YOUR GOAL ▸ Restate each line of the listing exactly, without carrying over any pictures.
DATASET RECORDS section start
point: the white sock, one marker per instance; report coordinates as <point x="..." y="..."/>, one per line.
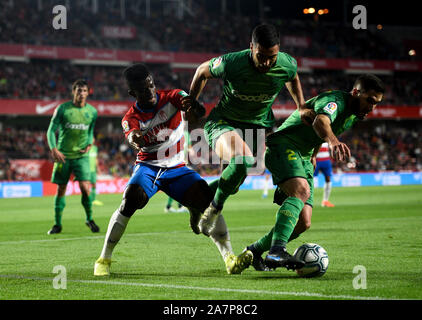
<point x="265" y="192"/>
<point x="221" y="237"/>
<point x="116" y="228"/>
<point x="327" y="190"/>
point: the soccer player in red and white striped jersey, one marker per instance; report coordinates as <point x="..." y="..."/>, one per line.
<point x="154" y="127"/>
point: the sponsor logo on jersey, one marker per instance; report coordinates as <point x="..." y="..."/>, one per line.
<point x="77" y="126"/>
<point x="259" y="98"/>
<point x="331" y="107"/>
<point x="125" y="126"/>
<point x="216" y="63"/>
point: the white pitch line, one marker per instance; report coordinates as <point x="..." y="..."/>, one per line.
<point x="171" y="286"/>
<point x="128" y="234"/>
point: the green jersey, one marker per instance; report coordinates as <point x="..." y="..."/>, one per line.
<point x="248" y="94"/>
<point x="76" y="129"/>
<point x="93" y="154"/>
<point x="332" y="104"/>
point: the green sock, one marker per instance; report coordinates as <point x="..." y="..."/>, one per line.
<point x="87" y="204"/>
<point x="286" y="220"/>
<point x="264" y="244"/>
<point x="93" y="194"/>
<point x="214" y="185"/>
<point x="232" y="178"/>
<point x="59" y="204"/>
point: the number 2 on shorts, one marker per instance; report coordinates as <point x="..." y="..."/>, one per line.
<point x="291" y="155"/>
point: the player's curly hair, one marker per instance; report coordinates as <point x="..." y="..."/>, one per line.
<point x="370" y="82"/>
<point x="266" y="35"/>
<point x="135" y="73"/>
<point x="79" y="83"/>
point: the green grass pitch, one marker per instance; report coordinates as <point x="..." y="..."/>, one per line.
<point x="159" y="258"/>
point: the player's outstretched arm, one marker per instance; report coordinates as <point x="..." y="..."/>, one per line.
<point x="295" y="88"/>
<point x="202" y="74"/>
<point x="322" y="126"/>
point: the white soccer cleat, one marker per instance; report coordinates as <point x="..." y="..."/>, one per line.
<point x="207" y="222"/>
<point x="236" y="264"/>
<point x="102" y="267"/>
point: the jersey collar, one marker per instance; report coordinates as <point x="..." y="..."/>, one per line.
<point x="137" y="106"/>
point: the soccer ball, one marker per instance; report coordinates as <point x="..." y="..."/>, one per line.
<point x="316" y="260"/>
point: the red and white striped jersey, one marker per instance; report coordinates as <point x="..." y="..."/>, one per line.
<point x="323" y="153"/>
<point x="163" y="129"/>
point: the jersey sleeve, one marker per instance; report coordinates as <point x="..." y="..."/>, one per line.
<point x="290" y="66"/>
<point x="327" y="106"/>
<point x="175" y="97"/>
<point x="218" y="66"/>
<point x="130" y="123"/>
<point x="53" y="126"/>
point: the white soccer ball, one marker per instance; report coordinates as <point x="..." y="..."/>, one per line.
<point x="316" y="260"/>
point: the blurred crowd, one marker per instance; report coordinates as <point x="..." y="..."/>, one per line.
<point x="203" y="28"/>
<point x="377" y="147"/>
<point x="43" y="79"/>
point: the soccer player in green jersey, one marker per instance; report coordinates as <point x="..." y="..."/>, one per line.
DATASET RECORDS section end
RESPONSE BELOW ▸
point: the white sock, one marker per instance; report coordinates as <point x="..." y="..."/>, one per line.
<point x="265" y="192"/>
<point x="221" y="237"/>
<point x="116" y="228"/>
<point x="327" y="190"/>
point: the soccer player in red and white striped jersey, one marker per instance; report coordinates as <point x="..." y="..."/>, one per line.
<point x="154" y="127"/>
point: the sponsor logo on jersey, one marker per instance; report coordinates as <point x="..." y="..."/>, one per line.
<point x="77" y="126"/>
<point x="259" y="98"/>
<point x="331" y="107"/>
<point x="125" y="126"/>
<point x="216" y="63"/>
point: the white pitch line, one marker per instance; report coordinates as <point x="..." y="..."/>, one per line.
<point x="171" y="286"/>
<point x="128" y="234"/>
point: the green jersey, one marker per instance; report coordinates as <point x="..." y="..."/>, one per line.
<point x="248" y="94"/>
<point x="76" y="129"/>
<point x="93" y="154"/>
<point x="332" y="104"/>
point: the green sock, one marker per instance; report coordinates as <point x="..." y="..."/>, one per line.
<point x="87" y="204"/>
<point x="286" y="220"/>
<point x="264" y="244"/>
<point x="93" y="194"/>
<point x="214" y="185"/>
<point x="232" y="178"/>
<point x="59" y="204"/>
point: the number 2 on shorts, one marker per instance; report coordinates as <point x="..." y="..."/>, one per line.
<point x="291" y="155"/>
point: the player's curly hair, one marker per instance; report coordinates as <point x="..." y="..."/>, one per line.
<point x="370" y="82"/>
<point x="266" y="35"/>
<point x="135" y="73"/>
<point x="79" y="83"/>
point: the green grass pitch, one marker per instance; report coordinates as <point x="..." y="..."/>, one per line.
<point x="159" y="258"/>
point: the player's outstretched arm, one marker per instance; report coordinates as <point x="..." y="..."/>, one per line.
<point x="295" y="88"/>
<point x="202" y="74"/>
<point x="322" y="126"/>
point: the white soccer cleat, one marker per instance; report coordinates as <point x="..." y="..."/>, one per line.
<point x="207" y="222"/>
<point x="236" y="264"/>
<point x="102" y="267"/>
point: the jersey collar, one marker per instance; report coordinates as <point x="..." y="..."/>, one per line.
<point x="137" y="106"/>
point: the soccer ball, one marker per instance; report coordinates as <point x="..." y="..."/>, one per line.
<point x="316" y="260"/>
point: the red and white striped jersey, one marker per instance; report coordinates as <point x="..." y="..."/>, one per line.
<point x="323" y="153"/>
<point x="163" y="129"/>
point: the jersey sleeve, one marker per instance; report coordinates as <point x="..." y="..."/>, one per line.
<point x="290" y="66"/>
<point x="327" y="106"/>
<point x="175" y="97"/>
<point x="218" y="66"/>
<point x="130" y="123"/>
<point x="53" y="126"/>
point: the white soccer ball, one marker per instance; report coordinates as <point x="..." y="..."/>, one per line.
<point x="316" y="260"/>
point: the blurred crowd, one marker per instance; report coordinates as <point x="..." y="..."/>, one per line.
<point x="203" y="28"/>
<point x="377" y="147"/>
<point x="43" y="79"/>
point: the soccer player in green jersey, one marker per instance; report coordinates as <point x="..." y="..."/>, one per line.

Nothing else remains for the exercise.